◆ **Seite**
+ + + + + + +

Laut Amnesty International waren unter den Kindern unter 14 Jahren, die zwischen 2017 und 2021 inhaftiert waren, 65 Prozent indigene Kinder – obwohl Indigene nur vier Prozent der australischen Bevölkerung stellen. UN-Vertreter:innen wurde im Vorjahr der Zugang zu einigen Haftanstalten verweigert. Etwa 13 Prozent aller Australier:innen leben unter der Armutsgrenze, bei Indigenen sind es rund 31 Prozent.
Australien gehört zu den zehn reichsten Ländern der Welt. Von einem reichen Staat ohne Fußballtradition, der sich ein Turnier holt, war aber nicht die Rede, anders als bei Katar. Der Reichtum ist innerhalb Australiens dramatisch ungleich verteilt: Das Land hat die fünfthöchste Zahl von Ultrareichen weltweit, also Menschen, die über 500 Millionen US-Dollar besitzen.
Anforderungen an Journalismus
Australien verursacht hinter einigen arabischen Ölstaaten die höchsten Pro-Kopf-CO2-Emissionen der Welt. Das liegt unter anderem an der dreckigen Kohleindustrie – Australien ist weltweiter Kohleexporteur Nummer eins. Die wird extrem protegiert, auch durch Klimalügen. Laut Human Rights Watch werden friedliche Klimablockaden seit 2022 mit drakonischen Strafen von bis zu 2 Jahren Gefängnis und fünfstelligen Geldstrafen bedroht.
Die Chance, diese Themen zu setzen, wurde vergeben. Es geht dabei nicht um einen schiefen Vergleich von Austragungsstaaten. Aber wer Weltturniere kritisch begleiten will, muss objektiver, tiefgründiger, weniger naiv sowohl über die Situation vor Ort als auch über die Wirkung eines Staates in der Welt sprechen. Und sich von der alten imperialistischen Diktion lösen, die zwischen freien Staaten und Schurkenstaaten unterscheidet.

+ + + + + + +

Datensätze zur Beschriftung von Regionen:
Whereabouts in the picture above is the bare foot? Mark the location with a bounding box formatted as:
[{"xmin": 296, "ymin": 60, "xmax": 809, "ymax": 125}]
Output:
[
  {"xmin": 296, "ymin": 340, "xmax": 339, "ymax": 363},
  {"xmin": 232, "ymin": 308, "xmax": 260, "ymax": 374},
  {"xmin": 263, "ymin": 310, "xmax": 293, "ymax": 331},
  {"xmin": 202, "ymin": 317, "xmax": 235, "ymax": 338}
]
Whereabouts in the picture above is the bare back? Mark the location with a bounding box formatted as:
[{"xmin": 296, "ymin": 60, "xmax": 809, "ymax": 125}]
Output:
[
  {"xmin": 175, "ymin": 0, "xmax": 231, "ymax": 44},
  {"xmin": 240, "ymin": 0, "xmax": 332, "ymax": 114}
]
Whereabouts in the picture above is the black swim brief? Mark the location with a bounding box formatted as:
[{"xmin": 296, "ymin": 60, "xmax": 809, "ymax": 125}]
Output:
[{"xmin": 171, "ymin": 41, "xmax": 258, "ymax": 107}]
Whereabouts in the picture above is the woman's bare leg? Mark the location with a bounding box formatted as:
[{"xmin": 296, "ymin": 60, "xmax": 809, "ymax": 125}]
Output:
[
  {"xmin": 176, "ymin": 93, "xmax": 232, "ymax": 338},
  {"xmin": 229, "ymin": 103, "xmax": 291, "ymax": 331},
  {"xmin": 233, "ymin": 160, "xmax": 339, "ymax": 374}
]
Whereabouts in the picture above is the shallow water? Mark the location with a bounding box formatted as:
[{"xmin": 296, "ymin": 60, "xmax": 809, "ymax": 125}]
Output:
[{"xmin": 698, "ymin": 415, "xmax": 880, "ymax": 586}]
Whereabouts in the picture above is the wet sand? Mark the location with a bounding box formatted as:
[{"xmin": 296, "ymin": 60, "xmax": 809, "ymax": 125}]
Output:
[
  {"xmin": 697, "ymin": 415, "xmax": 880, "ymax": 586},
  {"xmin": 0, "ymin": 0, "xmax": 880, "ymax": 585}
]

+ + + + + + +

◆ **Aufgaben**
1) Welcher Anteil der Indigenen lebt laut dem Text über Australien unter der Armutsgrenze?
2) Fasse den Absatz des Textes über Australien, der mit „Australien verursacht hinter einigen arabischen Ölstaaten“ beginnt, als Liste zusammen und behalte dabei die wesentlichen Fakten bei.
Die Datensätze sind eigenständiges Material und stehen in keinem Zusammenhang mit dem Text über Australien.

◆ **Lösungen je Aufgabe**
1) Rund 31 Prozent der Indigenen leben unter der Armutsgrenze.

2)
- Australien hat hinter einigen arabischen Ölstaaten die höchsten Pro-Kopf-CO2-Emissionen der Welt.
- Ein Grund dafür ist die Kohleindustrie, denn Australien ist weltweit der größte Kohleexporteur.
- Die Kohleindustrie wird stark geschützt, unter anderem durch Klimalügen.
- Laut Human Rights Watch drohen bei friedlichen Klimablockaden seit 2022 bis zu zwei Jahre Gefängnis und fünfstellige Geldstrafen.